# Brief
Find each line of the entries with the string "order", please, and copy it.

# Dataset records

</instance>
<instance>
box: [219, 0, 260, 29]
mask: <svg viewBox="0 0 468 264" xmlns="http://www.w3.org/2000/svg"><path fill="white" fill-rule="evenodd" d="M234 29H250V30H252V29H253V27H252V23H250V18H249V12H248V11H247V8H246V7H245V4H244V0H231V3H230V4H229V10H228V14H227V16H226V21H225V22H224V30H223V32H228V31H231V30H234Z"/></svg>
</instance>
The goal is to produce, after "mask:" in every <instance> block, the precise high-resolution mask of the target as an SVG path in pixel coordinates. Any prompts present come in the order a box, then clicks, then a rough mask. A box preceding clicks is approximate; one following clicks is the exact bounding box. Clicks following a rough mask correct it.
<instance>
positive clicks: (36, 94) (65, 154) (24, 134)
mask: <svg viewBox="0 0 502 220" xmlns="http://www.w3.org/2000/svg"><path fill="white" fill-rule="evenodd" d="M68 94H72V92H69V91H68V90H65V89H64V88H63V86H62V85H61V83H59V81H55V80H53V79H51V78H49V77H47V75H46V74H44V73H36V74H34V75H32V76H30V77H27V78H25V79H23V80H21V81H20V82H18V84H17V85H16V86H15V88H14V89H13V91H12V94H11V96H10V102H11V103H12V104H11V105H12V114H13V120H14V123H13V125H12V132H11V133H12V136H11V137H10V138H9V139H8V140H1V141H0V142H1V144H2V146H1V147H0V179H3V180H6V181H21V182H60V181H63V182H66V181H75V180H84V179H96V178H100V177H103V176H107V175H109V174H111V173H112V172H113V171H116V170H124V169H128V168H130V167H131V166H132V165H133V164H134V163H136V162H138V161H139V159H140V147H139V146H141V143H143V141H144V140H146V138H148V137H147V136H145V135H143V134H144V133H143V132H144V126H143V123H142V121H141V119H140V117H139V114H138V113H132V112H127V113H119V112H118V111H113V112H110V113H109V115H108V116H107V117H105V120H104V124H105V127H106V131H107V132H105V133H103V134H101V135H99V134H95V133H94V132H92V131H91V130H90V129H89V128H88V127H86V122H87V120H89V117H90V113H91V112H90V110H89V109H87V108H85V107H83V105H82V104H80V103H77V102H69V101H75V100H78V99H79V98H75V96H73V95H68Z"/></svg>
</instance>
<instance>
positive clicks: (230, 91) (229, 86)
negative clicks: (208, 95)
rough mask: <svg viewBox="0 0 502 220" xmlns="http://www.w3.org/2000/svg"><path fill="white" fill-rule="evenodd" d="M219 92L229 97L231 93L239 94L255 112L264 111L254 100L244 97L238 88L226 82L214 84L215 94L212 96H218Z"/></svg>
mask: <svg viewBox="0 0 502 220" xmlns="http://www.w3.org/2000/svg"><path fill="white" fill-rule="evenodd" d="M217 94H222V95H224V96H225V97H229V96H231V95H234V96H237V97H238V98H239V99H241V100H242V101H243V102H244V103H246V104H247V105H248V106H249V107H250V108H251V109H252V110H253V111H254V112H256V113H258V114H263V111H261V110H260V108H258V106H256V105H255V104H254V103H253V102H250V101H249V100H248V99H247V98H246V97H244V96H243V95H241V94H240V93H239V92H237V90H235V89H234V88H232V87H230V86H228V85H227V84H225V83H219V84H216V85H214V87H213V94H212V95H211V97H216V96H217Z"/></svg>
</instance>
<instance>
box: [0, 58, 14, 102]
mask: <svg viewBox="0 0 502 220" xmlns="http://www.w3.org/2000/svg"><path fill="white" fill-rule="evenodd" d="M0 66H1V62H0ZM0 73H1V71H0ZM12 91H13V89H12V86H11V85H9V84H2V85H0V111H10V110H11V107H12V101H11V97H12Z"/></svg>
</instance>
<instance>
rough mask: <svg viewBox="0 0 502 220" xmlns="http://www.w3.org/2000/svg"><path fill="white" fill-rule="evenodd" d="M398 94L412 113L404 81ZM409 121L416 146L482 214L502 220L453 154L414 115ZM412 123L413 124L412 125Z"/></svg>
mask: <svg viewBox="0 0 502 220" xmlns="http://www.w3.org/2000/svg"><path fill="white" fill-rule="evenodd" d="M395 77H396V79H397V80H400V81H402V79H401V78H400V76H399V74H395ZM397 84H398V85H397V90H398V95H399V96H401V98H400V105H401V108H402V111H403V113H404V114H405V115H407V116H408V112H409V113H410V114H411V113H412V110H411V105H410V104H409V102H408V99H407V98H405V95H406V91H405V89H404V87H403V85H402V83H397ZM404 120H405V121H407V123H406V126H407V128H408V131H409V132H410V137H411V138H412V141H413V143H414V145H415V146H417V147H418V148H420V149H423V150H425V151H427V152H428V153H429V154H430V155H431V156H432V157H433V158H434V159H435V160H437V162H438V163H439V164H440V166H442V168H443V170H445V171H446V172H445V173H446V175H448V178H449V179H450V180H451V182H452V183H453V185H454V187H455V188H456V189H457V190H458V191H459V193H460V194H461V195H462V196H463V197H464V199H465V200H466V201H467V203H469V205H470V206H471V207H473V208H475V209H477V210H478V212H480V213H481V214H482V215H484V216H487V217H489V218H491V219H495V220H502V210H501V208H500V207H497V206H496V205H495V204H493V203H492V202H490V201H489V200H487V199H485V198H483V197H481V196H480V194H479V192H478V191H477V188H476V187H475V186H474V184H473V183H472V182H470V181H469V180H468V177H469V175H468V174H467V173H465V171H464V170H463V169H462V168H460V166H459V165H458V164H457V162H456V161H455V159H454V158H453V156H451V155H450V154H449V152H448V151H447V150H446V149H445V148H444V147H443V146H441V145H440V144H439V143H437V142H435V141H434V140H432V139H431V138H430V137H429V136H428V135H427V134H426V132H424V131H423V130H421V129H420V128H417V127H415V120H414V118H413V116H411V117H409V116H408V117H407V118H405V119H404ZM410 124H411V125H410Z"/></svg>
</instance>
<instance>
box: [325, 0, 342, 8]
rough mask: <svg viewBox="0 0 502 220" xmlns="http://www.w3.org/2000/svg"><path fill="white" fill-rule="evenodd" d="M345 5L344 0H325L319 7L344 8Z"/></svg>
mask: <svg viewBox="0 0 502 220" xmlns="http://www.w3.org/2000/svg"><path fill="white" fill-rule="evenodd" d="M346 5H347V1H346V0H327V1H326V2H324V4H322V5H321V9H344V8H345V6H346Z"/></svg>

--

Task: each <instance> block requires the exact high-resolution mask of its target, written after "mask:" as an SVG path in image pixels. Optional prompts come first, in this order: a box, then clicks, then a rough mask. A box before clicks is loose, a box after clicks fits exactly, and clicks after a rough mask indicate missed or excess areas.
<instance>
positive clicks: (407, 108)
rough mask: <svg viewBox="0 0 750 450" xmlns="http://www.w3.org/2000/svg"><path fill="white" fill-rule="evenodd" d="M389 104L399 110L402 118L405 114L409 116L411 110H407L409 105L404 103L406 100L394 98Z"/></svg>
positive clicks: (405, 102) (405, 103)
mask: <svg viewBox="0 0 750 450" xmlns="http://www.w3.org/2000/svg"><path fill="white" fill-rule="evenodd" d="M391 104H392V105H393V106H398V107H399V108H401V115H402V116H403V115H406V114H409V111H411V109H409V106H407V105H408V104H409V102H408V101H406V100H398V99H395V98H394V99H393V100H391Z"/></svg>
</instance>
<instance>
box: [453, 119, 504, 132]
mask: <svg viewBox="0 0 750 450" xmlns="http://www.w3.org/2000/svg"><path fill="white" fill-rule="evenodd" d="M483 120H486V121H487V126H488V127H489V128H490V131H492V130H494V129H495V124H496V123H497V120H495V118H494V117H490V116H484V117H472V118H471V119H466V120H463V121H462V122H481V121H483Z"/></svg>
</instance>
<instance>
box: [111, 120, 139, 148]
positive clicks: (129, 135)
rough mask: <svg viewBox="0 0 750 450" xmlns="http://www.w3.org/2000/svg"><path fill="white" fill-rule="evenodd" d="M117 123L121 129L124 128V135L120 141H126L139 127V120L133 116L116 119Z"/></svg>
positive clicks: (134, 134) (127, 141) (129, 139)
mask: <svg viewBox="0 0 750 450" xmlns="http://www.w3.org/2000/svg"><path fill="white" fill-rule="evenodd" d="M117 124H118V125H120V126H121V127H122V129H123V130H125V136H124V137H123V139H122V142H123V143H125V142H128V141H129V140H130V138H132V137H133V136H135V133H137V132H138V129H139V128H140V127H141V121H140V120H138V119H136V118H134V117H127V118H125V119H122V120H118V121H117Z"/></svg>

# Written answer
The goal is to produce, after "mask:" in every <instance> block, the precise high-resolution mask of the target as an SVG path in pixel coordinates. Any prompts present come in the order a box, then clicks, then a rough mask. A box preceding clicks is approximate; one following clicks is the exact bounding box. Clicks following a rough mask correct it.
Task: each <instance> block requires the exact high-resolution mask of its target, written after "mask:" as an SVG path in image pixels. Optional prompts come first, in this order: a box, then clicks, then a rough mask. A box before clicks is loose, a box after clicks fits exactly, and clicks after a rough mask indicate missed or excess areas.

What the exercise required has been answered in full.